→ **CONSIGNE 1**
Répondez aux questions suivantes à l'aide de l'extrait fourni.
(a) Quel nom l'extrait associe-t-il à « Lempereur » ?
(b) En quelle année a paru « Un médecin en enfer » ?
(c) Combien d'habitants comptait Saxi-Bourdon en 1936 ?

→ **EXTRAIT FOURNI**
-- -- --

Explication de texte :

Tlhéry = Hitler

Massacrier = massacreurs

Lempereur = Guillaume II

Landarre = Darlan

Crevet = crevés.

 

Jean Locquin qui fut adjoint au maire de Nevers raconte ce fait curieux dans ses souvenirs tout comme le docteur Raymond Chanel (1908-1999) dans « Un médecin en enfer » (propos recueillis par Michel Chrestien) paru en 1970.

L’auteur de cette mystification l’a localisée dans deux villages de la Nièvre qui ont en commun de s’être appelés Saxi-les-Allemands** et Brinon-les-Allemands***. Peut-être s’agit-il de représailles ciblées à cause de cette adjonction qui, en réalité, ne serait qu’une déformation de « les Alamans », peuple qui séjourna dans la région.

 

Louis Delallier

 

*Identité très plausible car ce nom est porté par une famille de négociants à Saxi-Bourdon en 1936. Le village comptait alors 586 habitants.

** « Le déjeuner de la Croix-de-Vernuche », Colonel Rémy, 1968 : « Par ailleurs, chacun sait à Nevers que la commune de Saxi-Bourdon s’appelait naguère Saxi-les-Allemands. »

*** Georges de Soultrait, dans son « Dictionnaire topographique du département de la Nièvre » (1865), mentionne que le nom de Brinon-les-Allemands a subsisté jusqu'en 1898 avant de prendre son nom actuel.

-- -- --

→ **CONSIGNE 2**
Décalez les coordonnées des boîtes englobantes en ajoutant 147 à chacun de leurs nombres, dans les lignes du matériel de travail seulement. Commencez à la ligne qui contient « Accessibility mode: return the bounding box of the bollard », arrêtez-vous après celle qui contient « [0,216,350,242] », et recopiez aussi les consignes de ces lignes.

-- -- --

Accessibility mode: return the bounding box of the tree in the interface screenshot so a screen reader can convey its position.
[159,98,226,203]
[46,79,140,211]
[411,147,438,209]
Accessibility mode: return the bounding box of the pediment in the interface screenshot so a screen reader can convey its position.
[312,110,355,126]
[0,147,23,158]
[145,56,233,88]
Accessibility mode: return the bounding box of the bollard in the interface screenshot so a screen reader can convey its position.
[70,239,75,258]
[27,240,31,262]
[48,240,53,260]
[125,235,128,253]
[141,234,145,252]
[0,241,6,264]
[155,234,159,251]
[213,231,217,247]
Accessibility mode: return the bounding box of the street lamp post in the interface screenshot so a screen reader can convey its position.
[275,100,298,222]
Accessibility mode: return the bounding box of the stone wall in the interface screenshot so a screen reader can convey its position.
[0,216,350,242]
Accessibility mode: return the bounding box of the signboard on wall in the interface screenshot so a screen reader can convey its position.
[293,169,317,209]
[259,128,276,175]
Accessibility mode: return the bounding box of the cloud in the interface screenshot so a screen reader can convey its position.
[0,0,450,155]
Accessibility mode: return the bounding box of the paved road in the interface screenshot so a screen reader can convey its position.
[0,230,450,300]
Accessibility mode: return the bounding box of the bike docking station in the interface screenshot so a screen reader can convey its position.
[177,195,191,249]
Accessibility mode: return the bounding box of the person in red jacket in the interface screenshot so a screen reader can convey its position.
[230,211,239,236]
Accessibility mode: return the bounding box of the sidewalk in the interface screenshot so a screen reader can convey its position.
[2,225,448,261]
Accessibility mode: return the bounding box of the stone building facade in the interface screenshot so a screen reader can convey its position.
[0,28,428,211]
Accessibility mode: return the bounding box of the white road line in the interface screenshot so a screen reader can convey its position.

-- -- --

→ **RÉPONSE 1**
(a) Guillaume II.
(b) En 1970.
(c) 586 habitants.

→ **RÉPONSE 2**
Accessibility mode: return the bounding box of the bollard in the interface screenshot so a screen reader can convey its position.
[217,386,222,405]
[174,387,178,409]
[195,387,200,407]
[272,382,275,400]
[288,381,292,399]
[147,388,153,411]
[302,381,306,398]
[360,378,364,394]
Accessibility mode: return the bounding box of the street lamp post in the interface screenshot so a screen reader can convey its position.
[422,247,445,369]
Accessibility mode: return the bounding box of the stone wall in the interface screenshot so a screen reader can convey its position.
[147,363,497,389]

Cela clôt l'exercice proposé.